-- Stored items --
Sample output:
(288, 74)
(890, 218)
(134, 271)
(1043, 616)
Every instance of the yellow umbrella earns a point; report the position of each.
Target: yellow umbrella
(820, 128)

-- Exercise details --
Without skipping anything, transcribe every line above exactly.

-- Result of the exercise --
Sample output:
(288, 74)
(890, 218)
(134, 271)
(1043, 616)
Every instance of the yellow umbrella earns a point; report the position of each.
Target: yellow umbrella
(820, 128)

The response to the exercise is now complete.